*Цель задания*:
Перепишите отрывок воспоминаний о посещении городка, который открывается словами «Мы очень обрадовались» и завершается словами «- удивилась я.», заменив в нем «коменданта» на «начальника».

Дорога к подполью - Евгения Мельник 15 стр.


Посещение городка и встреча с предателями

Прошел месяц со дня оставления Севастополя. Единственным благодеянием судьбы было лето. Зимой вряд ли кто-нибудь из населения, военнопленных и раненых остался бы жив.

Мы с мамой надумали пойти под скалы и поискать, не сохранилось ли там чего-нибудь из наших вещей и документов, хотя надежды было мало. Пошли в воскресенье, когда я была свободна от трудовой повинности. Маленький Женя упросил взять и его.

Шли мы медленно. Но вот за поворотом дороги перед нами открылся печальный остов городка, с которым мы так сроднились за время осады. На переднем плане, возле шоссе - уцелевшая нижняя водокачка. Тихо, нигде не видно немцев, хотя мы не сомневались, что здесь стоит их часть. Начиная от того места, где отходила дорога на Камышевую бухту, и дальше к 35-й батарее валялись неубранные, ссохшиеся и почерневшие трупы наших бойцов, изредка встречались аккуратные холмики немецких могил с крестами и надписями.

Мы очень обрадовались при виде краснофлотца Щербины - товарища Бибика, работавшего раньше вместе с ним. Тут же были Вера, жена старшины Нечвалова, и Тася, бывшая работница подсобного хозяйства.

- Надо спросить разрешения коменданта, - сказал Щербина, когда мы ему объяснили причину своего прихода, - здесь запретная зона, и под скалы никого не пускают.

Нас накормили супом и даже напоили молоком.

- Откуда у вас молоко? - удивились мы.

- Нам подарили одну из нескольких уцелевших батарейных коров. Я ведь сохранил водокачку, не взорвал ее, а теперь восстанавливаю. Немцы оставили меня здесь работать. Я женился на Тасе, мы теперь муж и жена, - похвастал Щербина.

В этот момент пришел старшина Петр Нечвалов - муж Веры.

- Как, и вы здесь? - удивилась я.

- Да. Надо было и вашему мужу поступить так, как поступил я. Для чего это он удрал? Я еще заранее припрятал несколько немецких листовок-пропусков, выждал здесь в щели во время боя, а потом пошел навстречу немцам в лесок и сдался с этими листовками…

Мы молчали. Что можно было ответить этим иудам, которые за тридцать сребреников продадут любого! Мы только с мамой незаметно переглянулись, а Нечвалов продолжал упрекать моего мужа в "глупости", как будто перед ним сидел сам Борис Мельник - герой Севастополя, а не его жена.

*Строки набора данных*:
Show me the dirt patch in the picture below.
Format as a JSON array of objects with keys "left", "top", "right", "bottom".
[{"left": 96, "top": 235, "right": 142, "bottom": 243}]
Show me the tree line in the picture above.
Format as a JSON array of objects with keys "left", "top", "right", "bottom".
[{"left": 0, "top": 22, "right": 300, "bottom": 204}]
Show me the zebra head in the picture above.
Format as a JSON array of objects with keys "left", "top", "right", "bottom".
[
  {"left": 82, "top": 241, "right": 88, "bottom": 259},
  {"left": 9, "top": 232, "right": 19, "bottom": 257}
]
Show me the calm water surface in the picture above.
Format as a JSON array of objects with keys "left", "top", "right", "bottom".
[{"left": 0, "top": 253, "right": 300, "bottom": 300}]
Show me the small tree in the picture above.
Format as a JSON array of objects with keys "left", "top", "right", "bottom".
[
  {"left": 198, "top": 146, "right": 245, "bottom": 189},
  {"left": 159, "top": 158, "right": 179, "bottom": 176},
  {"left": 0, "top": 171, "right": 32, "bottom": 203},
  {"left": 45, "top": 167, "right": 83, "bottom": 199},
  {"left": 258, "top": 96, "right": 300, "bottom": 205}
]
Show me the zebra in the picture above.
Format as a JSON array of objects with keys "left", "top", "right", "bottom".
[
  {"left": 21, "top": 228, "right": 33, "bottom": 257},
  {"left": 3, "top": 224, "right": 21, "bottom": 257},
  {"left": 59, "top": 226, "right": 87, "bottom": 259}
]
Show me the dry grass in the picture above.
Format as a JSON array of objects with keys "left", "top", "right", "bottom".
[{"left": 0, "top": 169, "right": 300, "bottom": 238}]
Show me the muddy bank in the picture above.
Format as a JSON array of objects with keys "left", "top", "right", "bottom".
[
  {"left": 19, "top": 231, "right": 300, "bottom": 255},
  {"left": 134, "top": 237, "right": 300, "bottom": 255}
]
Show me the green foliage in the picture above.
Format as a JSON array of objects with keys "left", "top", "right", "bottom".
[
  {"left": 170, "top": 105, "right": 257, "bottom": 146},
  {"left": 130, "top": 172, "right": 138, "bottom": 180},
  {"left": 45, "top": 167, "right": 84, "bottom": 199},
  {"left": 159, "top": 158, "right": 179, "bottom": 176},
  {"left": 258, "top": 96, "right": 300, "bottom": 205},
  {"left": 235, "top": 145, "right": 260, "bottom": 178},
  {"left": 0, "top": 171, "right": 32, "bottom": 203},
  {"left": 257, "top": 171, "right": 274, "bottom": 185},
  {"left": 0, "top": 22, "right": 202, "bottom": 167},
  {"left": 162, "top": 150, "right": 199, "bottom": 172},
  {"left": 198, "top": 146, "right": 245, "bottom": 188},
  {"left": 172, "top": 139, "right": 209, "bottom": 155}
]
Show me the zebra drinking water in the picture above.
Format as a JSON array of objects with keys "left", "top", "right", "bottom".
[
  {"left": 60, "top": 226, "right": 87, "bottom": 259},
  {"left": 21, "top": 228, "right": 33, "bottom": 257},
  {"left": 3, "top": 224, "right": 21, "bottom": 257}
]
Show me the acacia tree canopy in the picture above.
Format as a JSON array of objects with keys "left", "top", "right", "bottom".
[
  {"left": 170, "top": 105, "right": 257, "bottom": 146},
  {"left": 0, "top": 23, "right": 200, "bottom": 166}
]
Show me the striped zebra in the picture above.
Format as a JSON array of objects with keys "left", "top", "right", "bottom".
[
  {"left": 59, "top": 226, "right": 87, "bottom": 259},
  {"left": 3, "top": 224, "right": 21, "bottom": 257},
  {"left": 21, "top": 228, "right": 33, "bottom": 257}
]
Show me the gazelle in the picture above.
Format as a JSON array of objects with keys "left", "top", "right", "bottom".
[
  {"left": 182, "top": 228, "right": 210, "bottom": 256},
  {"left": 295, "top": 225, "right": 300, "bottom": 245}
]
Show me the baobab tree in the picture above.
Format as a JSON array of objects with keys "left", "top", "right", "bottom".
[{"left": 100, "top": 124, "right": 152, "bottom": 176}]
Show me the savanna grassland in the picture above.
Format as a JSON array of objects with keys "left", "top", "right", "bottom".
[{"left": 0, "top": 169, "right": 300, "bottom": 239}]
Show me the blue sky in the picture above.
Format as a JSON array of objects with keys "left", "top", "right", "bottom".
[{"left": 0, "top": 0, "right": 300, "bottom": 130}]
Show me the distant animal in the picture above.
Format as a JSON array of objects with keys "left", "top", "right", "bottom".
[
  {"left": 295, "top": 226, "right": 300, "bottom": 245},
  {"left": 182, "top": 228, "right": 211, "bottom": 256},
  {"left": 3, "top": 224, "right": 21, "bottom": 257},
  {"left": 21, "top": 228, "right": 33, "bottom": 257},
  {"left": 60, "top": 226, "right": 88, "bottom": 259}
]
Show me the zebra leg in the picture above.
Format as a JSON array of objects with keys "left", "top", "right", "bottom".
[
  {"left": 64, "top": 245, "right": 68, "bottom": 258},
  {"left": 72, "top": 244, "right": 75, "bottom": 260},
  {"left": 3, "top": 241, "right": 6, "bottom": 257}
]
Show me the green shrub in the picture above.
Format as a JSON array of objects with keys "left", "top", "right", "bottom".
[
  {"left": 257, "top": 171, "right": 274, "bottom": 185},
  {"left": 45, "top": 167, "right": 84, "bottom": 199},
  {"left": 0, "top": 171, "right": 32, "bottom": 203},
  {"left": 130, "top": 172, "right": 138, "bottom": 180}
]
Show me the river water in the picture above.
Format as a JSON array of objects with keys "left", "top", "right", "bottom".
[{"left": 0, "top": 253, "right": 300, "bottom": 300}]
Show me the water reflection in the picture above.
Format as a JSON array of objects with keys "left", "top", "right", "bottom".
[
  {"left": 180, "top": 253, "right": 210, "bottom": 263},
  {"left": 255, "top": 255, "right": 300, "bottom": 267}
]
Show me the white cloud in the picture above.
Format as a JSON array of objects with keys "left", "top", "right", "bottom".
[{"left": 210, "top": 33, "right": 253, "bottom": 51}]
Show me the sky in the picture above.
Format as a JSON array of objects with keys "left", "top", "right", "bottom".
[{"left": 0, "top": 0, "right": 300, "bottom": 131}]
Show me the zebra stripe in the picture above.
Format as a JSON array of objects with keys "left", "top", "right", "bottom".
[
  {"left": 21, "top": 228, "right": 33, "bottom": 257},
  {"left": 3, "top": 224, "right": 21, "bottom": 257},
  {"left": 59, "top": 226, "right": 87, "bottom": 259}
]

*Решение задачи*:
Мы очень обрадовались при виде краснофлотца Щербины - товарища Бибика, работавшего раньше вместе с ним. Тут же были Вера, жена старшины Нечвалова, и Тася, бывшая работница подсобного хозяйства.

- Надо спросить разрешения начальника, - сказал Щербина, когда мы ему объяснили причину своего прихода, - здесь запретная зона, и под скалы никого не пускают.

Нас накормили супом и даже напоили молоком.

- Откуда у вас молоко? - удивились мы.

- Нам подарили одну из нескольких уцелевших батарейных коров. Я ведь сохранил водокачку, не взорвал ее, а теперь восстанавливаю. Немцы оставили меня здесь работать. Я женился на Тасе, мы теперь муж и жена, - похвастал Щербина.

В этот момент пришел старшина Петр Нечвалов - муж Веры.

- Как, и вы здесь? - удивилась я.